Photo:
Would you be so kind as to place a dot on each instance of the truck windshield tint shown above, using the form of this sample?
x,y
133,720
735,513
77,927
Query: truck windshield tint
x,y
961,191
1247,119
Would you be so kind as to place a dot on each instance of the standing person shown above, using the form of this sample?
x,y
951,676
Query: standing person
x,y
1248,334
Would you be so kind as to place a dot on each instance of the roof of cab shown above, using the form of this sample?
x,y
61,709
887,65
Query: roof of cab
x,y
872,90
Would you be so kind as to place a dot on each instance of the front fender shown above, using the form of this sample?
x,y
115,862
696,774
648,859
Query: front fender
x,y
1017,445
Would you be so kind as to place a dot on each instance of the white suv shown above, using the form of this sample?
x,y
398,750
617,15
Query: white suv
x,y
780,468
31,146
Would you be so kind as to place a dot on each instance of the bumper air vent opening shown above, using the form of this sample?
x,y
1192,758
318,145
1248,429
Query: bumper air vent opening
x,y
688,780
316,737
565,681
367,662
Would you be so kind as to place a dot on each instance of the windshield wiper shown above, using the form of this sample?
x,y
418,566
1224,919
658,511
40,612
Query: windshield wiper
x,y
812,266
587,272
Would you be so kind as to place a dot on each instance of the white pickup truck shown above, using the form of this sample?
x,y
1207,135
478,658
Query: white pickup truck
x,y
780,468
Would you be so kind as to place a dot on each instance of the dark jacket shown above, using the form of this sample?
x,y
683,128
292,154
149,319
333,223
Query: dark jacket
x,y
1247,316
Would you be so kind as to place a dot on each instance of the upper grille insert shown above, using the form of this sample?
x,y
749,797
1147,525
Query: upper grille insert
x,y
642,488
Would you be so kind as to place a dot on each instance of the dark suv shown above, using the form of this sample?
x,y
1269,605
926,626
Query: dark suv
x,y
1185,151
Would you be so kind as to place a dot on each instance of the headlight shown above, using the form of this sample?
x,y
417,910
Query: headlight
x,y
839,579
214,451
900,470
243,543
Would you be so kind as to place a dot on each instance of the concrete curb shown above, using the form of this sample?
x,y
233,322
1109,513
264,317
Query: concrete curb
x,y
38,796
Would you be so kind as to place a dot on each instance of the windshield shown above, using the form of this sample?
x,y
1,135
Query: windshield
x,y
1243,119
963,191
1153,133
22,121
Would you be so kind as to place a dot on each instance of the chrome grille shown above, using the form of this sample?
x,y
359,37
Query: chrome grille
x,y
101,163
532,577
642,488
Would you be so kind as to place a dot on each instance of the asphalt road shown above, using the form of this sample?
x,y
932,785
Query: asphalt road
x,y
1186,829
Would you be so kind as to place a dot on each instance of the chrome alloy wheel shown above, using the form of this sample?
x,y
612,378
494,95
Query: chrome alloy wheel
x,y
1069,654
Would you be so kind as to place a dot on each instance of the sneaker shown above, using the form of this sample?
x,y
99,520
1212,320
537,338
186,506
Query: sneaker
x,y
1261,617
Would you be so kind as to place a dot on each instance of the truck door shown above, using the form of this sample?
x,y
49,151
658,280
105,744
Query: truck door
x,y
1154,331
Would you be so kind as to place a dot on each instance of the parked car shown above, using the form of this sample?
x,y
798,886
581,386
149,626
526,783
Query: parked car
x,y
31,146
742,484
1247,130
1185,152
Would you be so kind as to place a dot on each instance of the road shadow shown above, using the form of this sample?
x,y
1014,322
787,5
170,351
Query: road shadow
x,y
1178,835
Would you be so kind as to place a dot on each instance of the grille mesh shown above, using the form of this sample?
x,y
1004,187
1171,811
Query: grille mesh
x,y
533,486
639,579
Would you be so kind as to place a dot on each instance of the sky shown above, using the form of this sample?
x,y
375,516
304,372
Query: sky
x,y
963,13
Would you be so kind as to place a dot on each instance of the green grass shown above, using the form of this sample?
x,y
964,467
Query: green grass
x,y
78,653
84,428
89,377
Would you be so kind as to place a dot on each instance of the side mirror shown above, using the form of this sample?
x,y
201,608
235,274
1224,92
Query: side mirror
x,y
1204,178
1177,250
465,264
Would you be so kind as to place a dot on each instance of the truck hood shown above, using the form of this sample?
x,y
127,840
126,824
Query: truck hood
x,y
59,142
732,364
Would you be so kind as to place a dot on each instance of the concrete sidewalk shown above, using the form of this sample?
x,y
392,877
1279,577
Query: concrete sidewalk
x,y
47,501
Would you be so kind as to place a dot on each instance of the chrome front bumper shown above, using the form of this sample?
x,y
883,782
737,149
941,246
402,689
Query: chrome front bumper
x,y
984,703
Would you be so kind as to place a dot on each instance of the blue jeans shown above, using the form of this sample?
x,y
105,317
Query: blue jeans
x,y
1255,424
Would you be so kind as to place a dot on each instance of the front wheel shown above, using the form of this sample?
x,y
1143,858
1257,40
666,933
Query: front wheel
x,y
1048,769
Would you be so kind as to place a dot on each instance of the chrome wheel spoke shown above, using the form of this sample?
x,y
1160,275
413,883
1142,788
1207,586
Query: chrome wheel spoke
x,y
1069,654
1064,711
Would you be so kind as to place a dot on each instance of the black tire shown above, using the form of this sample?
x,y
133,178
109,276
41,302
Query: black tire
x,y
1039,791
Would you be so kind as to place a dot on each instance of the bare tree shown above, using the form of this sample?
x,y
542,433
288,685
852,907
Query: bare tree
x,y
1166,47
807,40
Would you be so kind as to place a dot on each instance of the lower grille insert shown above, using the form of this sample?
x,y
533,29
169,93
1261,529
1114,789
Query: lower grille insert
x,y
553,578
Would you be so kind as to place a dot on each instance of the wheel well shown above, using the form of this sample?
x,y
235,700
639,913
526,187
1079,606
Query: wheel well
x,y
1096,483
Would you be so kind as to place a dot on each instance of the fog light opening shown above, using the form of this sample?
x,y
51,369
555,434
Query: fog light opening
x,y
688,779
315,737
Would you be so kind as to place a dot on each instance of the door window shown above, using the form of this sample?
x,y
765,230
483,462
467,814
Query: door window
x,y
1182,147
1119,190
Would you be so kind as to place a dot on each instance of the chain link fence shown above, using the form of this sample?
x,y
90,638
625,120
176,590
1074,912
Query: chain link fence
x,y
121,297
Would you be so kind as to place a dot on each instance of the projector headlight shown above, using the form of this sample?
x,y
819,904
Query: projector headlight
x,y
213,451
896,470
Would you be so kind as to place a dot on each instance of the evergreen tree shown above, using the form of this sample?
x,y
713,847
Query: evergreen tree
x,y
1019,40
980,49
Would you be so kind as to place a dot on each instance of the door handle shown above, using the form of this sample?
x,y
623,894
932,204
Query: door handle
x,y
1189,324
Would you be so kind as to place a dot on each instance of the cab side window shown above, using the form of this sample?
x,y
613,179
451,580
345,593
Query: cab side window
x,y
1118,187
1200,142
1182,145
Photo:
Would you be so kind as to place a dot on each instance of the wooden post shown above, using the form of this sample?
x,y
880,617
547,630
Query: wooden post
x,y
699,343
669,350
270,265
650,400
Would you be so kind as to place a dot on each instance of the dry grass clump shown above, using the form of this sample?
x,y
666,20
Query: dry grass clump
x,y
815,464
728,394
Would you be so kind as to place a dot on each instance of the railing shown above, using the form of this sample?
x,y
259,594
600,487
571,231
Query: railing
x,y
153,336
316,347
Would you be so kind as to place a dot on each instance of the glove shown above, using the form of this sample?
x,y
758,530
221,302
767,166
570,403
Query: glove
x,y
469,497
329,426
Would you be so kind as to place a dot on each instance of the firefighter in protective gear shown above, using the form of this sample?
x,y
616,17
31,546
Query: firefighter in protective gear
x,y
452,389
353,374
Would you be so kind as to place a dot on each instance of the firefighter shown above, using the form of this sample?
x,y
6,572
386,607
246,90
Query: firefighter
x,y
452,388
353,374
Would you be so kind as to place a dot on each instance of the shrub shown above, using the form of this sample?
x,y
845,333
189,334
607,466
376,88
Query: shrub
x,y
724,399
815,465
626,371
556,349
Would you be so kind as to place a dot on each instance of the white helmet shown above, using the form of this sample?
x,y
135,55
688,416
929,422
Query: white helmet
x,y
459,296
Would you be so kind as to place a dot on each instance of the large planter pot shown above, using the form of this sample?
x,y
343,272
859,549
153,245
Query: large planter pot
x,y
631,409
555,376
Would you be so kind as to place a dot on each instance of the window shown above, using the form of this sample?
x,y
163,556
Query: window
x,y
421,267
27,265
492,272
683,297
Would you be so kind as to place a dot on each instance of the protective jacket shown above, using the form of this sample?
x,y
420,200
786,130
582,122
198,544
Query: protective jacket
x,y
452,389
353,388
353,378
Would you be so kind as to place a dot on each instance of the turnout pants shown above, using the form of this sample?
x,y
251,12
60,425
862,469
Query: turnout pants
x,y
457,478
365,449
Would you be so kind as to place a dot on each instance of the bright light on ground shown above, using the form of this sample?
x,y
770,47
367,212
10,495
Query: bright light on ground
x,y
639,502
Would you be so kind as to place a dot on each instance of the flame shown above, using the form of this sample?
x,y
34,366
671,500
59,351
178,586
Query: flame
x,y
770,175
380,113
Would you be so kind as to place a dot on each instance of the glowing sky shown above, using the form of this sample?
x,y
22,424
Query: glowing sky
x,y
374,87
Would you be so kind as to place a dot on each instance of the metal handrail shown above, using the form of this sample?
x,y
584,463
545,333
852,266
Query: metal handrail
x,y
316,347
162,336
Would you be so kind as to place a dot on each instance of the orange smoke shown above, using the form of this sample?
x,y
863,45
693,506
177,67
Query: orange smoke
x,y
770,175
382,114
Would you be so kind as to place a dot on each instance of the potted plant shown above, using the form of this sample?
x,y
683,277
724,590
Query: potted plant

- WHAT THIS TASK INVOLVES -
The word "potted" appears in how many lines of the records? Give the number only.

- ANSWER SPACE -
2